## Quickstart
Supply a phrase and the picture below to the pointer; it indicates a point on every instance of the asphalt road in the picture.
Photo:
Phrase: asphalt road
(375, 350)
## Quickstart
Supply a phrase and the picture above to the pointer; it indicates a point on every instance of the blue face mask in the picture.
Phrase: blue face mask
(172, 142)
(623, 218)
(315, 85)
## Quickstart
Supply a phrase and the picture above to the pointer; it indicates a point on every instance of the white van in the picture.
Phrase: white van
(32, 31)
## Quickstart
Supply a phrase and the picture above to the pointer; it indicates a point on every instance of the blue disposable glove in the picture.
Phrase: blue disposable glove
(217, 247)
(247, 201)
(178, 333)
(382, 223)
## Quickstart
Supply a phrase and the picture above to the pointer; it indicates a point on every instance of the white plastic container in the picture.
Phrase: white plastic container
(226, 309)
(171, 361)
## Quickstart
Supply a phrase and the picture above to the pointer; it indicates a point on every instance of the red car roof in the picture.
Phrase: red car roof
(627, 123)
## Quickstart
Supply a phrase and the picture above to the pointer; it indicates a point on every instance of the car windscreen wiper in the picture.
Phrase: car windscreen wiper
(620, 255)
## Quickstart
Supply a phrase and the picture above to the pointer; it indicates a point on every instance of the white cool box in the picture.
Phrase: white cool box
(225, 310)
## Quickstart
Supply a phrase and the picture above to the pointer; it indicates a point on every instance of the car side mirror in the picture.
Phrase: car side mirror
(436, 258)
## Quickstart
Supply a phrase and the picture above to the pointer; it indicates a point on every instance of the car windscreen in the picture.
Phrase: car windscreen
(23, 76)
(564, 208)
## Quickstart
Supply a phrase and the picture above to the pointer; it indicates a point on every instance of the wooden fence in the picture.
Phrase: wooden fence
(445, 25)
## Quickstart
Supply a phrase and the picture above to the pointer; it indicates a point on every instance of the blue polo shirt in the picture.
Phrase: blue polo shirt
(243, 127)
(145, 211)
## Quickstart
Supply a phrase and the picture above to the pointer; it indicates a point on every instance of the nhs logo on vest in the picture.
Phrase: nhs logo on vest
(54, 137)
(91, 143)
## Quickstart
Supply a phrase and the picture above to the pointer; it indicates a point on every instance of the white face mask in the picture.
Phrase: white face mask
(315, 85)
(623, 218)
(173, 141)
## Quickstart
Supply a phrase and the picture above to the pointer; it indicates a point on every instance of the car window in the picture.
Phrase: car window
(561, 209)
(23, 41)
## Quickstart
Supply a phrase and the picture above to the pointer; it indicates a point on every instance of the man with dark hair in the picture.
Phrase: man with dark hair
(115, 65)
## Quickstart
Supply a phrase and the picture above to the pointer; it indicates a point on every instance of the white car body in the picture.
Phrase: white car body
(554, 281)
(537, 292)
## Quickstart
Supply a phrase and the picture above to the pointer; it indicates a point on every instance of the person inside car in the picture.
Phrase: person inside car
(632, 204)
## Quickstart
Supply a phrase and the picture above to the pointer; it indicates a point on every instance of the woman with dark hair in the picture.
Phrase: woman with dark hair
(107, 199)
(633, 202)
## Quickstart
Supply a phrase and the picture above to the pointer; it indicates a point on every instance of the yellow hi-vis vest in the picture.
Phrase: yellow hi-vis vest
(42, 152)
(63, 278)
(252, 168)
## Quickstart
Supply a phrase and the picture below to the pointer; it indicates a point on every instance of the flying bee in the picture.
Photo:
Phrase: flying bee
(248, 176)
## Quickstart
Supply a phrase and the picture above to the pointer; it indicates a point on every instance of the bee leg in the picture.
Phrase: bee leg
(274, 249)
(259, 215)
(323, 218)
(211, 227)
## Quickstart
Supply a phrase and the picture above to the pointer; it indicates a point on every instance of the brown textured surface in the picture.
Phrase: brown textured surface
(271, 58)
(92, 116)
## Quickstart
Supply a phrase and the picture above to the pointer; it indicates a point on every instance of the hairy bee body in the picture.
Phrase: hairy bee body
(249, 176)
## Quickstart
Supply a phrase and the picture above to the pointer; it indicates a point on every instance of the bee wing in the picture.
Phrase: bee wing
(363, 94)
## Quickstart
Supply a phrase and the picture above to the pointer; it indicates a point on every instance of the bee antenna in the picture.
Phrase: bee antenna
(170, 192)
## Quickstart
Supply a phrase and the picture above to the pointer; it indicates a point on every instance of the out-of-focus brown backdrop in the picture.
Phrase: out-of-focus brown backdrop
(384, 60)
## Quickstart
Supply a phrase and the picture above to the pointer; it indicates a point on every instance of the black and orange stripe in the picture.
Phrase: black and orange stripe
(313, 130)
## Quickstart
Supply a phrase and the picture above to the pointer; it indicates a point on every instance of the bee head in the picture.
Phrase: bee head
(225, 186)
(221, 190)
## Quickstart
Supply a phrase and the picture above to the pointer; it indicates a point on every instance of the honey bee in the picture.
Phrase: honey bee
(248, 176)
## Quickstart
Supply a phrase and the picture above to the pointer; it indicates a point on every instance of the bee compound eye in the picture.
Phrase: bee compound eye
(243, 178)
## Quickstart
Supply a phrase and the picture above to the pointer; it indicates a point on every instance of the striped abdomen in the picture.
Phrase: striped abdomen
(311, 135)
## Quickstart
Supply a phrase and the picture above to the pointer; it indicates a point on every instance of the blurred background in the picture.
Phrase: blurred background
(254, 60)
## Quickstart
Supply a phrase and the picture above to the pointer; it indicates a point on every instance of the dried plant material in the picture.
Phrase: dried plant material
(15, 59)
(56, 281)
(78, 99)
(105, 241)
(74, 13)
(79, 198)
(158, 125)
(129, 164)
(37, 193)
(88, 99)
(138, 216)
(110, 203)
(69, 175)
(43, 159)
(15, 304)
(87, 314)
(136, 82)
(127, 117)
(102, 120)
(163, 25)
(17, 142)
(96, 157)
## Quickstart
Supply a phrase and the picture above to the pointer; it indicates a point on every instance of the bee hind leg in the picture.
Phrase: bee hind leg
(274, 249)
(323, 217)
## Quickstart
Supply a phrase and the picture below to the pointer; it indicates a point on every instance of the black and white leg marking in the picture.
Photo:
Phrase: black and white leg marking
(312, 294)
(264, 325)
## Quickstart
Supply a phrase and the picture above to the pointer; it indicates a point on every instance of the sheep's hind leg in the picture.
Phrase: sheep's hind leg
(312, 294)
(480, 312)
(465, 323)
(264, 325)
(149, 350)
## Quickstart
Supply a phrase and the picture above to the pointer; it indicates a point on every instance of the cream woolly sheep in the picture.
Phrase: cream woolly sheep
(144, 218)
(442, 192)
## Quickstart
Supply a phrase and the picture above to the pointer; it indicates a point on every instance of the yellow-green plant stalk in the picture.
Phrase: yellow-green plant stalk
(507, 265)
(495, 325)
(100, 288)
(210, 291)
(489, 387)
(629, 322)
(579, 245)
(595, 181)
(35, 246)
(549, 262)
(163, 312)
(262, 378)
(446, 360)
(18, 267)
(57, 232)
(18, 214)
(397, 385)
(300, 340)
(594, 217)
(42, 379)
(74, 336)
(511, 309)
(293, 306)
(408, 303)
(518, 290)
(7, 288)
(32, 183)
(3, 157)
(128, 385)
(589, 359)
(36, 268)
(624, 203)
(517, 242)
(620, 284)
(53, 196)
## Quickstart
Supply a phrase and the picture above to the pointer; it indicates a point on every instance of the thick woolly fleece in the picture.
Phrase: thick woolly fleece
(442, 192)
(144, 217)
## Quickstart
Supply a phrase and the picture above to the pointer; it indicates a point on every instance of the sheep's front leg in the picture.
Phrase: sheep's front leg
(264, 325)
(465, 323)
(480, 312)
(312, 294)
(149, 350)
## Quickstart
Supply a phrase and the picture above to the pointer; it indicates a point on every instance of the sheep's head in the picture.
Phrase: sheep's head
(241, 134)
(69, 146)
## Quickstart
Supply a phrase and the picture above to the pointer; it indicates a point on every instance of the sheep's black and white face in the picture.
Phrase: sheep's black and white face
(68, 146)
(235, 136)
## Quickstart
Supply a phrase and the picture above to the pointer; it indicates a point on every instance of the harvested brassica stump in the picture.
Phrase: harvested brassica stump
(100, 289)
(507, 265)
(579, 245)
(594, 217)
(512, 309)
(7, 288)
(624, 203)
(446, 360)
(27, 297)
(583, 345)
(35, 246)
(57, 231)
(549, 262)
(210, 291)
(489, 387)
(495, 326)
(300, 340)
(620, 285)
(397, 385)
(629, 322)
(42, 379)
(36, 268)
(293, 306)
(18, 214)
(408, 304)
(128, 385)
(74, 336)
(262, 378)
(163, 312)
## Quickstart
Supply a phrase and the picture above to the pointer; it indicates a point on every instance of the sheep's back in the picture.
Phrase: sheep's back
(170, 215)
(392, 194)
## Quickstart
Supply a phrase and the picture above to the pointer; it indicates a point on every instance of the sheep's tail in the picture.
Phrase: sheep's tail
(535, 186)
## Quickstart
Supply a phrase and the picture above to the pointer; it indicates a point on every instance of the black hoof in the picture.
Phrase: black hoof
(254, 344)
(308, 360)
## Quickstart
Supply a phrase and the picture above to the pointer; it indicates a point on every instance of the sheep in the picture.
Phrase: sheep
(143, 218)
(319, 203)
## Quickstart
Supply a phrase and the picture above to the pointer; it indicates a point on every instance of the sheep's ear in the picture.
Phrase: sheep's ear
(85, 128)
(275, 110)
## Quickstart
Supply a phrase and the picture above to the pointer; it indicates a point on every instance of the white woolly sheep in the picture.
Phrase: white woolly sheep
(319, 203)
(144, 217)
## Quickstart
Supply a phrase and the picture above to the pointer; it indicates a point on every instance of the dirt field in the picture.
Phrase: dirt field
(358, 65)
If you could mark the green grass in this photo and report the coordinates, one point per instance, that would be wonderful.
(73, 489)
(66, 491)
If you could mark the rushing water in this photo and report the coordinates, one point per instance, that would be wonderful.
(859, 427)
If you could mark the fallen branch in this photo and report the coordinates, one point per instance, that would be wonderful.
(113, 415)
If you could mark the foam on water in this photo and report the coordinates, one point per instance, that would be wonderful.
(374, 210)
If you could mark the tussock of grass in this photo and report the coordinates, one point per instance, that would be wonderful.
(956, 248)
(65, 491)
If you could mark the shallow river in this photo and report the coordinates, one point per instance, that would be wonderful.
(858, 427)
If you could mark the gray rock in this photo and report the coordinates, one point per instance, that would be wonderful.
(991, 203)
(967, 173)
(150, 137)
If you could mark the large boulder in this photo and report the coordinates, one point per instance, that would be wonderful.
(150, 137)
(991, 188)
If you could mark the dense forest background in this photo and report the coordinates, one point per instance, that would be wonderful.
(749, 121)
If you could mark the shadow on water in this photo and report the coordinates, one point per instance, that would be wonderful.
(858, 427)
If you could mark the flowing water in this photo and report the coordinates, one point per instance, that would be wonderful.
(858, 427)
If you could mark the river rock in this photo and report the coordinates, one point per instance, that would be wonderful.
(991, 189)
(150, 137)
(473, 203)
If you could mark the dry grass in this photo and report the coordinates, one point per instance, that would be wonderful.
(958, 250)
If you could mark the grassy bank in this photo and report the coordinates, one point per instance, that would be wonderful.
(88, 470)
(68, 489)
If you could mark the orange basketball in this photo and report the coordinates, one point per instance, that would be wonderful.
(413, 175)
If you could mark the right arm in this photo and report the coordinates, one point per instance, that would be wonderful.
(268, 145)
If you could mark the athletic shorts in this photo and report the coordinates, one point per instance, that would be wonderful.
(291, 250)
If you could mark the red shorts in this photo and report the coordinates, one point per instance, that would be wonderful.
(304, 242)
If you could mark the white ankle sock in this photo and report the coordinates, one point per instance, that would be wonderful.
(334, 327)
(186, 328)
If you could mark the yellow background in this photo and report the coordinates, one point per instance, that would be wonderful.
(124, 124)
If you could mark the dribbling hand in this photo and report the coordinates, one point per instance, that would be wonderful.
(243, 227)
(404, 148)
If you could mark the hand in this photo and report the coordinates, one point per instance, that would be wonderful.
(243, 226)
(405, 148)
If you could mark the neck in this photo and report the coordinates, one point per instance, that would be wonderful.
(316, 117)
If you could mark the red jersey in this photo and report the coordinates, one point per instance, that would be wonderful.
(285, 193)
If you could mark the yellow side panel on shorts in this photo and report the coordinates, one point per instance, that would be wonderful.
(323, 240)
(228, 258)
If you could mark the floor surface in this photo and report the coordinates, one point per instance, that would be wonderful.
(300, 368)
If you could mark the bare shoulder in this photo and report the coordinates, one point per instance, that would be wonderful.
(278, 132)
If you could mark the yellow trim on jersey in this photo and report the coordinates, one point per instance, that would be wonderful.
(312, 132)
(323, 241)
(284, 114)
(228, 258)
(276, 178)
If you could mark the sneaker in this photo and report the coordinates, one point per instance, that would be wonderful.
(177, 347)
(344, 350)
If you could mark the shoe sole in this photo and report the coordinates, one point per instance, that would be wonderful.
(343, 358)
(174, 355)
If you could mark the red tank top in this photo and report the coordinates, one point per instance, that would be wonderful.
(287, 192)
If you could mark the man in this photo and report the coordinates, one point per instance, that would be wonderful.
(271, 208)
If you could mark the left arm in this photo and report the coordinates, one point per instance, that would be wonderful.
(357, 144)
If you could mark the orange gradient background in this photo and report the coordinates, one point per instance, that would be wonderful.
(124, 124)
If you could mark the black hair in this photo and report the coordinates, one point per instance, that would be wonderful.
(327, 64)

────────────────────

**YOUR GOAL:** Quote exactly the line containing "If you could mark the yellow trim" and every later line through the end of the listing, and no other lines.

**IN RESPONSE:**
If you could mark the yellow trim on jersey in this photo and report the coordinates, one point per instance, that would be wonderful.
(312, 132)
(323, 241)
(284, 114)
(228, 258)
(276, 178)
If you could mark the sneaker in this photo and report the coordinates, one point per instance, that would be wonderful.
(177, 347)
(344, 350)
If you could mark the shoe sole in this photo and report the coordinates, one point per instance, that would be wonderful.
(343, 358)
(174, 355)
If you could mark the red tank top in this photo and report the coordinates, one point per instance, that would be wonderful.
(287, 192)
If you could mark the man in this photo and report the coordinates, one point per instance, that would be wonderful.
(271, 208)
If you could mark the left arm in this photo and report the coordinates, one point per instance, that would be wonderful.
(357, 144)
If you could mark the orange gradient background in this photo and report the coordinates, one point per instance, that would be wonderful.
(124, 124)
If you could mark the black hair in this photo and report the coordinates, one point per instance, that would be wonderful.
(327, 64)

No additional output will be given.